» **Consignes**:
A – Recopiez le passage de l'extrait sur le Soudan qui commence à « Le royaume de » et se termine à « soulèvementmahdiste de 1885). ».
B – D'après l'extrait sur le Soudan, répondez à ces questions :
(i) À quelle date la France a-t-elle évacué son personnel diplomatique du Soudan ?
(ii) Combien de ressortissants français étaient concernés ?
(iii) En quelle année l'Egypte dirigée par Méhemet Ali envahit-elle le pays ?
C – Donnez toutes les personnes citées par leur nom dans l'extrait sur le Soudan.

» **Extrait du document**:

───

La France a évacué son personnel diplomatique et ses ressortissants (peu nombreux au demeurant, 250) du Soudan dès le 23 avril, ponctuant une quinzaine déjà meurtrière qui déstabilise le pays en profondeur dans lequel se multiplient réfugiés et déplacés. « C’est insensé et cela doit cesser » se désolait le Président américain Biden le 22 avril.

Que se passe-t-il dans cet Etat africain, antique Nubie des pharaons noirs, peu connu en Occident ?

Omar el Bechir : une dictature islamo-militaire

Le royaume de Koush (du XXV° au XVI° siècle avant notre ère, un des plus vieux Etats du monde dont les pharaons noirs ont dominé l’Egypte) auquel succèdent d’autres systèmes politiques, royaumes et sultanats, est envahi par l’Egypte dirigée par Méhemet Ali en 1820, qui en assure la tutelle avec le soutien britannique (contre le soulèvementmahdiste de 1885).

───

» **Lignes fournies**:

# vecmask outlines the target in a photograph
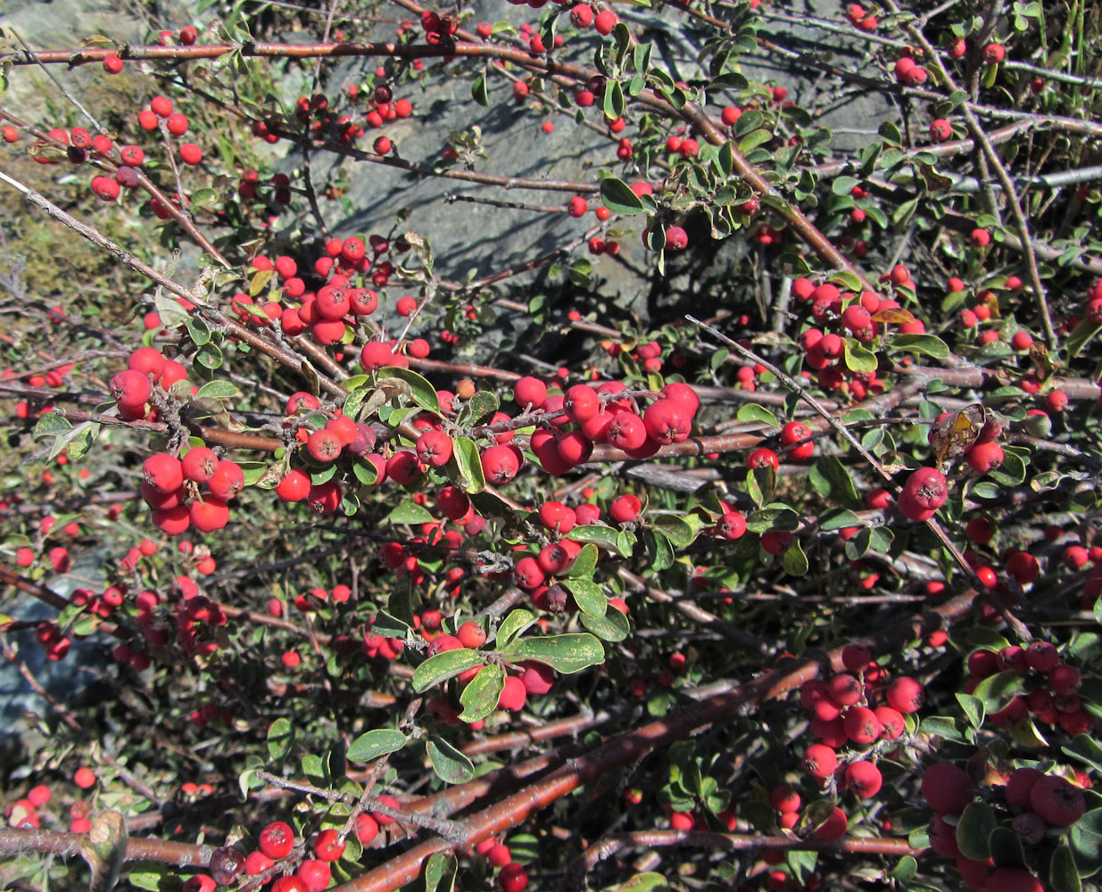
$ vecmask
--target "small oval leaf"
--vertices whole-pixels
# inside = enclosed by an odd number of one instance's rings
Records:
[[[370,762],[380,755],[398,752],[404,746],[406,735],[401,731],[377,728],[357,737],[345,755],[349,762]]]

───

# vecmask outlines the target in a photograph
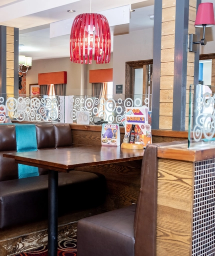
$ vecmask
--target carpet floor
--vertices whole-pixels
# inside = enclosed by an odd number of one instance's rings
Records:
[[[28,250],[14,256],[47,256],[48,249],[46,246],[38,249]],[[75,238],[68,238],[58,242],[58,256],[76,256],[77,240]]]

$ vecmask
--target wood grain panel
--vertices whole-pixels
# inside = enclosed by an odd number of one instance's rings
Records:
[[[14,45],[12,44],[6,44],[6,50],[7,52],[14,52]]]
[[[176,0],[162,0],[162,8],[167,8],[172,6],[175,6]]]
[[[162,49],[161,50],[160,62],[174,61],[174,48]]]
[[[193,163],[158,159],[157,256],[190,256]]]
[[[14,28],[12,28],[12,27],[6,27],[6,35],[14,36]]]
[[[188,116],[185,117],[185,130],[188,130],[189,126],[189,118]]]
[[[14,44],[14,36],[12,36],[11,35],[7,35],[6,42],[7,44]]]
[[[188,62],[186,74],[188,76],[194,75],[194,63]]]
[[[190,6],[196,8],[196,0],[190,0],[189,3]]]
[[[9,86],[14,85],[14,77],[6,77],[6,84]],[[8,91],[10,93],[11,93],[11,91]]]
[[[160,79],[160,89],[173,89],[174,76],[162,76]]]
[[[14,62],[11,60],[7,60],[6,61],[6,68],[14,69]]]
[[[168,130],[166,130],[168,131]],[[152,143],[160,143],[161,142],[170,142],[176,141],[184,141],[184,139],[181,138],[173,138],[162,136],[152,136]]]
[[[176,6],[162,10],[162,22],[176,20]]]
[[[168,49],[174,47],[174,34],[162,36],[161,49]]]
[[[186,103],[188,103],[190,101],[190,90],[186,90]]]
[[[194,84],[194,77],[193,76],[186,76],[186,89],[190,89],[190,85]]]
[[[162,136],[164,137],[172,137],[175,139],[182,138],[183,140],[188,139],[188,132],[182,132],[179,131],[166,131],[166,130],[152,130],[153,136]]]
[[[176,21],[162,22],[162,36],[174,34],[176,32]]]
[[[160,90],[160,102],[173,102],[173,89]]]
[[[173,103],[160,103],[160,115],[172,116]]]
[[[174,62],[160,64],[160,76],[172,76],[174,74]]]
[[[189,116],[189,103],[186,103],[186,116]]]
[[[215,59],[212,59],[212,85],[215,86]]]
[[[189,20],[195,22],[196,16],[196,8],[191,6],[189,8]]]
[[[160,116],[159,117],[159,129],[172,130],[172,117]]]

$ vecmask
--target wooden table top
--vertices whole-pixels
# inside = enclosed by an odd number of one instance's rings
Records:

───

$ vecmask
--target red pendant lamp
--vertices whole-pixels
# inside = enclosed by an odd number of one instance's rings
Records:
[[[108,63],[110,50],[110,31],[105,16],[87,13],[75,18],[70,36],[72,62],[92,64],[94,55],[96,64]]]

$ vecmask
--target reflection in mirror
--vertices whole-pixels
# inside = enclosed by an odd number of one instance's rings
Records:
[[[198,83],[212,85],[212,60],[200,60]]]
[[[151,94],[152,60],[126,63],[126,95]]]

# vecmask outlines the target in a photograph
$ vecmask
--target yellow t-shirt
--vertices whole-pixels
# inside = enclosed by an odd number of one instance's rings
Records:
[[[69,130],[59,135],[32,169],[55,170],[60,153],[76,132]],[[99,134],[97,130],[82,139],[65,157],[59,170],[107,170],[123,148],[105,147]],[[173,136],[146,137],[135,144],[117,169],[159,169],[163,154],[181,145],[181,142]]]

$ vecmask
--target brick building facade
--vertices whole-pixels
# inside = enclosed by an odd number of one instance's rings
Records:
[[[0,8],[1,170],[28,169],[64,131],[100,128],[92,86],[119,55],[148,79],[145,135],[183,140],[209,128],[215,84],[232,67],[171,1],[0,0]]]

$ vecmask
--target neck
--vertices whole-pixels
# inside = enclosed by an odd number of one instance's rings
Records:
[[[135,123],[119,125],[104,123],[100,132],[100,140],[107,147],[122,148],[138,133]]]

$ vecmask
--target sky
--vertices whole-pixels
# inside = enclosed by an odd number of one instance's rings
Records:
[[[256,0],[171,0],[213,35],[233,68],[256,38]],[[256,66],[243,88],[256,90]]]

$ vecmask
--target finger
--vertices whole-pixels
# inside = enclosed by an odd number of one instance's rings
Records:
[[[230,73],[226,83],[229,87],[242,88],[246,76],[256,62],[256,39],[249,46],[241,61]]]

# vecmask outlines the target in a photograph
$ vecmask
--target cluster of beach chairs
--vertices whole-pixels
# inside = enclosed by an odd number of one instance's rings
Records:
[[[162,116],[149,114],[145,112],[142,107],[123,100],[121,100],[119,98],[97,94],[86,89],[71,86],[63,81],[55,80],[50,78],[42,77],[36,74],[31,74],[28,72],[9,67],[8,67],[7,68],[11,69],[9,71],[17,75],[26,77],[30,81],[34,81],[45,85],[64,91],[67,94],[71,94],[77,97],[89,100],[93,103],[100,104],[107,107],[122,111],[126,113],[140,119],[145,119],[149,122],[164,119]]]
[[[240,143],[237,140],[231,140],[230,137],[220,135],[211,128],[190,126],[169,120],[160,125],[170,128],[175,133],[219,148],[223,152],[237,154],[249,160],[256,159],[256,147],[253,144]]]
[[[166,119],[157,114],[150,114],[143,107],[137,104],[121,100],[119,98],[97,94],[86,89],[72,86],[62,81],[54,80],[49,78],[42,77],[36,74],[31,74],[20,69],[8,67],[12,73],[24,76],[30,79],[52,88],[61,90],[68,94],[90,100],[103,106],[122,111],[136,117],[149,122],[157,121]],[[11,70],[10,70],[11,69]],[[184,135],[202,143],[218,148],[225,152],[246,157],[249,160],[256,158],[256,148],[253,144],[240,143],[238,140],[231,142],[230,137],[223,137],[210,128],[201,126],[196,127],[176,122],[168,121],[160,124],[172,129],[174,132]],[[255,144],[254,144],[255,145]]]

───

» **Réponses attendues**:
A –
Le royaume de Koush (du XXV° au XVI° siècle avant notre ère, un des plus vieux Etats du monde dont les pharaons noirs ont dominé l’Egypte) auquel succèdent d’autres systèmes politiques, royaumes et sultanats, est envahi par l’Egypte dirigée par Méhemet Ali en 1820, qui en assure la tutelle avec le soutien britannique (contre le soulèvementmahdiste de 1885).

B –
(i) Le 23 avril.
(ii) 250.
(iii) En 1820.

C – Biden, Omar el Bechir, Méhemet Ali